Transcribe each entry shown below with no difference from the original.

- **Dataset entries**:

%%

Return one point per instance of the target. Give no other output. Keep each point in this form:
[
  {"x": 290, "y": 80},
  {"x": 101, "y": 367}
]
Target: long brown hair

%%

- **RESPONSE TO THIS TASK**:
Return one point per instance of the target. Give no other output. Keep each point in this form:
[
  {"x": 290, "y": 80},
  {"x": 101, "y": 367}
]
Target: long brown hair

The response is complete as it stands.